DESCRIPTION OF THE TASK. Quote exactly and only this range of lines in the data below: the line that holds "# a single point is shaped like point(307, 200)" to the line that holds "# a single point is shaped like point(546, 406)", both included.

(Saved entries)
++++
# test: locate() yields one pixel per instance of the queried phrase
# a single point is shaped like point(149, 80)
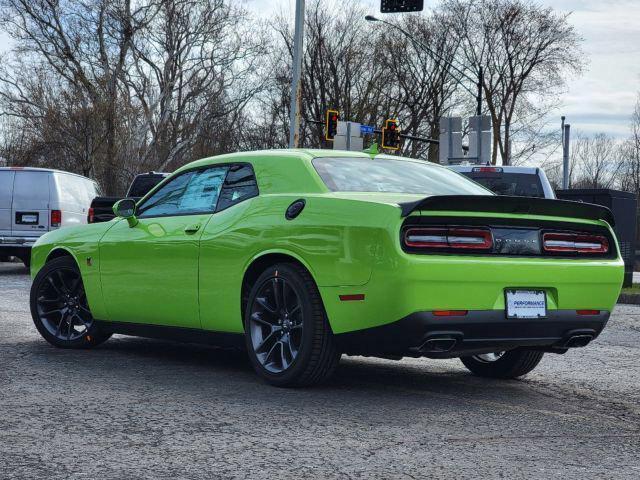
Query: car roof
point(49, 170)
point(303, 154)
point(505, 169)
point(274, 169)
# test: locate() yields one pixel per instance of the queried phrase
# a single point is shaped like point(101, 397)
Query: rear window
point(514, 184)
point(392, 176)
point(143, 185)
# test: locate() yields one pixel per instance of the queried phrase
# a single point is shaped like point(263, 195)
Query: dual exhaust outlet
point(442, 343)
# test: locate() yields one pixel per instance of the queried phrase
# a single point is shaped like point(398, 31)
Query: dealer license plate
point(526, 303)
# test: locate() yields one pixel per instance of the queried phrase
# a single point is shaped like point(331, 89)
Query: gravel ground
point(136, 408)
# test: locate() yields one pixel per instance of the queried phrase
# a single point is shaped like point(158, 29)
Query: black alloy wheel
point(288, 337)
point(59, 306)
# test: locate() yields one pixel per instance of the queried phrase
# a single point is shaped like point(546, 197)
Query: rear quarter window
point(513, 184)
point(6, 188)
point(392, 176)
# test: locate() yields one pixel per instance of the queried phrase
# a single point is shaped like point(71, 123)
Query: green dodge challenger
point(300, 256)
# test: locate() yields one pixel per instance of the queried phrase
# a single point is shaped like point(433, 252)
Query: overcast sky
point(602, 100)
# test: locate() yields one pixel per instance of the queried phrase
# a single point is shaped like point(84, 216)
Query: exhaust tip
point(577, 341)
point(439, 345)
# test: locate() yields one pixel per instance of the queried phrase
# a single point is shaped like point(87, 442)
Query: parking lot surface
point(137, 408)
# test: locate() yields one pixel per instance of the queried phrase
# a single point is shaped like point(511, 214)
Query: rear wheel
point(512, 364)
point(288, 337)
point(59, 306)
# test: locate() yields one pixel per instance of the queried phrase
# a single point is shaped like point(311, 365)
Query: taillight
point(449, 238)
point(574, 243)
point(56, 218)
++++
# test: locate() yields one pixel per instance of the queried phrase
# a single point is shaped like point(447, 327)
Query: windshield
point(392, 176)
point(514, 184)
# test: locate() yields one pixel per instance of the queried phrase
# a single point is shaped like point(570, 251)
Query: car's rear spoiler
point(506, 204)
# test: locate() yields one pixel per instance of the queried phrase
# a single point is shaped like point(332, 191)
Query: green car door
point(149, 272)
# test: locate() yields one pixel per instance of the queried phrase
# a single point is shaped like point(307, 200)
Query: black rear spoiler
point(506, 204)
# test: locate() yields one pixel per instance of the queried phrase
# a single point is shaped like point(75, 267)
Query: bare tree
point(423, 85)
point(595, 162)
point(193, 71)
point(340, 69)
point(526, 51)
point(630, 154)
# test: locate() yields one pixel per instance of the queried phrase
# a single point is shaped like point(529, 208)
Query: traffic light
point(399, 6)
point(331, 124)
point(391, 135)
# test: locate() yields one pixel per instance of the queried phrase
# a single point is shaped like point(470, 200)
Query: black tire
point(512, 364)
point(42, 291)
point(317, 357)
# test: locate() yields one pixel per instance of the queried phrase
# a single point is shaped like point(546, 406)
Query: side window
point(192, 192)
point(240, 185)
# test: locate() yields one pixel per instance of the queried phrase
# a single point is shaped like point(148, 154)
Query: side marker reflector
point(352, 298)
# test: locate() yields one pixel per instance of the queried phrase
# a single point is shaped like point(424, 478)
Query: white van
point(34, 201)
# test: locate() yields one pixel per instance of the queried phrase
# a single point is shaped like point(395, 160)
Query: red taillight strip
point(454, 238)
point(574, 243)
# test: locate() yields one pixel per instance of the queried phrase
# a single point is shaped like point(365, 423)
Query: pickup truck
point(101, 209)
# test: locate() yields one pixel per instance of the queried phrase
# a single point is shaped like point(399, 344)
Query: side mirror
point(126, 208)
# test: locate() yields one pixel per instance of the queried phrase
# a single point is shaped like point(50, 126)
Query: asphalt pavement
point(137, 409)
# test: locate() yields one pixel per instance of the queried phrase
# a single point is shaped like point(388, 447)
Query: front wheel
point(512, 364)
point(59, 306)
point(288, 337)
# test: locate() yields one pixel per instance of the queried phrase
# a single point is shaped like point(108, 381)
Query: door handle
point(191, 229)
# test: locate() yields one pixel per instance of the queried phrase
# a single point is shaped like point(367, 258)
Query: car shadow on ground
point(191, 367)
++++
EXERCISE SOLUTION.
# a single point is shaped like point(307, 200)
Query: black rear spoiler
point(506, 204)
# test: locate() yields one pixel per instance of the queried phrase
# a single point is shaped like point(75, 267)
Query: bare tree
point(423, 85)
point(595, 162)
point(193, 71)
point(340, 69)
point(526, 51)
point(630, 154)
# test: locate() yields one pixel per instance of the queried phrase
# a single point is shaped like point(529, 208)
Query: traffic light
point(399, 6)
point(331, 124)
point(391, 135)
# test: locate() yields one pixel per instance of the queried phrase
# a single point is shaped like point(470, 200)
Query: black tire
point(512, 364)
point(42, 291)
point(317, 357)
# test: locate() yields one pixel per instance of the queried phrase
# a single point is shaped like point(546, 406)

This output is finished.